**Brief A:**
In the passage about PSP, rewrite the stretch from "The most horrible" through "can do this." so that "PSP" becomes "time tracking".
**Brief B:**
Pick up the passage about PSP after its final sentence and carry it further.

The most horrible part was the assumption that this was somehow doable or worthwhile. Also, there was another feeling as well… the feeling of dread that under such fine scrutiny, my life might be horribly inefficient and wasteful. In some ways, PSP is the every minute Zen. Everyone would like to be an incredibly cool Zen master if they didn’t have to pay attention all the time.
Luckily, everyone else felt the same way and I never had to use it. The few people who admit to this freakish habit have to hide it from their friends and family. The only places I’ve ever seen PSP mentioned have been in CMM and IEEE presentations, and the odd thesis here and there.
The fact remains that PSP has been proven to be useful. It’s been taught to people in groups – perhaps with a lot of pain and not a little denial, but normal people can do this.
Christopher Duncan brought up the idea independently in The Career Programmer. One of the techniques he advocates is tracking time in a database. Here’s his quote:
“Yeah, yeah, I know; it seems like a hassle. And it is, in the beginning. However, you quickly get used to it, and in reality it takes less than thirty seconds to make an entry. If it takes any longer than that, you might want to brush up on your typing.”

**Excerpted data:**
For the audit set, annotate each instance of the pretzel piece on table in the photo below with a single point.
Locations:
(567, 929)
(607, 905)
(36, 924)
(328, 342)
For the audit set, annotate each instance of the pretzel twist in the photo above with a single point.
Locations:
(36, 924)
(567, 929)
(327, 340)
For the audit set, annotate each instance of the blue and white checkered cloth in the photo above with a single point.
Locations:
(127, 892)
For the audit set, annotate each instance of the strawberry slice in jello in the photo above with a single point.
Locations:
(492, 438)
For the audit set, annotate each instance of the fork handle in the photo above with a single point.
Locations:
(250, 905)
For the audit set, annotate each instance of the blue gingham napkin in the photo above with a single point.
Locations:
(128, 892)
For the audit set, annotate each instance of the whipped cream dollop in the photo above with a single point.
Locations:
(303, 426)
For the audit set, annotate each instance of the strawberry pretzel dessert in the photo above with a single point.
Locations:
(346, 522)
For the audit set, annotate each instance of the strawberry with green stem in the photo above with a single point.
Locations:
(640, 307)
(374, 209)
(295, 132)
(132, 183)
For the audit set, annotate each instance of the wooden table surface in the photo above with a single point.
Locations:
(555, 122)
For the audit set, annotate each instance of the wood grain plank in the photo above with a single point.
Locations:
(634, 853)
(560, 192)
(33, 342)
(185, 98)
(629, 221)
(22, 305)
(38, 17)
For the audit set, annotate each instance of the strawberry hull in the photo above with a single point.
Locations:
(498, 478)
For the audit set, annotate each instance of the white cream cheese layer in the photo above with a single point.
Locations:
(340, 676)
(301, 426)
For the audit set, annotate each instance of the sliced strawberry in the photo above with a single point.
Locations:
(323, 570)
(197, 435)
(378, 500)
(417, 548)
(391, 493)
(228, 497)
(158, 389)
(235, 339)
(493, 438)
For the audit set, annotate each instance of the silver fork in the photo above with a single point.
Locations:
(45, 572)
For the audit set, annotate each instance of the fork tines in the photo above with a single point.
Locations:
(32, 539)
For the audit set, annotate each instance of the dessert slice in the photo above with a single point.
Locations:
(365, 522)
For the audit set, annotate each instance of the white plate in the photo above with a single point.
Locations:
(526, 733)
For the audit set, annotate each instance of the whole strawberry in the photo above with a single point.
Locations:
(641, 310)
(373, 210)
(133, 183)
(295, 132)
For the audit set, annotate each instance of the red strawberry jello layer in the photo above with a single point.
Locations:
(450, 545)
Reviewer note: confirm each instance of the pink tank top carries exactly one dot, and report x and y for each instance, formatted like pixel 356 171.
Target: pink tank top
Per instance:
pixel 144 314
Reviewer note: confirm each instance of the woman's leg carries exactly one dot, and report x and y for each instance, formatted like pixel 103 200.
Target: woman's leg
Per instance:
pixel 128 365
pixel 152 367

**Answer space A:**
The most horrible part was the assumption that this was somehow doable or worthwhile. Also, there was another feeling as well… the feeling of dread that under such fine scrutiny, my life might be horribly inefficient and wasteful. In some ways, time tracking is the every minute Zen. Everyone would like to be an incredibly cool Zen master if they didn’t have to pay attention all the time.
Luckily, everyone else felt the same way and I never had to use it. The few people who admit to this freakish habit have to hide it from their friends and family. The only places I’ve ever seen time tracking mentioned have been in CMM and IEEE presentations, and the odd thesis here and there.
The fact remains that time tracking has been proven to be useful. It’s been taught to people in groups – perhaps with a lot of pain and not a little denial, but normal people can do this.

**Answer space B:**
What finally convinced me is that time tracking serves two purposes. You have a record of where your time is being spent. But you also have a record of every stupid little task that tripped you up when you were trying to get something done. If you keep a technical log, then you never have to remember anything. Every thing you do is repeatable.
Not only that, you no longer have to guess at how long a task will take you. You know, because you’ve done it before.
So I’m sold on the concept. However, getting to the implementation is different.
There are a number of time trackers out there. Some of the ones I’ve tried have been Time Shadow, TimeCore, and Ecco Pro’s internal time tracker. They all have some problem or another. TimeShadow doesn’t export data easily. TimeCore’s interface is clunky. Ecco’s internal time tracker is clearly cludged into the rest of the system. But the big problem they all have is that they don’t account for flakiness.
For a period in January, I logged my time using TimeCore and Karen’s Countdown Timer. I set the countdown timer to pop up every 30 minutes so I could find out what I was doing over the course of the day. This didn’t quite work – if I was away from the computer or was locked out, or there was a phone call… it wouldn’t pick up the change. Or I just didn’t see the thing. Whatever. The issue is not that I forgot to log my time, but that TimeCore and the other utilities made it really hard to shift my entries around and make them reflect reality… they complained about overlapping times, and then they complained about gaps.
So I remembered time tracking. But I didn’t remember PSP. Once I remembered that PSP talked about the exact same thing, I stopped looking for time trackers and started looking for PSP Automation Tools. I had far more success doing this.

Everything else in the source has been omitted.